** Data shown **
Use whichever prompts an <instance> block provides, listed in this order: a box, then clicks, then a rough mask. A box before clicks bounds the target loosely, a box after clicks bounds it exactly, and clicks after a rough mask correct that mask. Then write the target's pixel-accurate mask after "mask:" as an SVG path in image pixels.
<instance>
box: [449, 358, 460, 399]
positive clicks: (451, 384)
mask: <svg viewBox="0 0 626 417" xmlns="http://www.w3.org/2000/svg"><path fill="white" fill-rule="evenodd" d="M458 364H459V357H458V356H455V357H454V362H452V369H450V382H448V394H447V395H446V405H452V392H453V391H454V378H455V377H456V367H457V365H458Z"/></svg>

** How to complete this task **
Each line above is to be restated exactly.

** Solution to this task **
Use whichever prompts an <instance> block provides, listed in this order: a box, then clicks, then a rough mask. A box before clicks bounds the target loosely, a box after clicks bounds it exactly, and clicks after a rough mask correct that mask. Then write the target's pixel-accurate mask after "mask:" as an SVG path in image pixels.
<instance>
box: [449, 358, 460, 399]
positive clicks: (451, 384)
mask: <svg viewBox="0 0 626 417" xmlns="http://www.w3.org/2000/svg"><path fill="white" fill-rule="evenodd" d="M458 364H459V357H458V356H455V357H454V362H452V369H450V382H448V394H447V395H446V405H452V392H453V391H454V378H455V377H456V367H457V365H458Z"/></svg>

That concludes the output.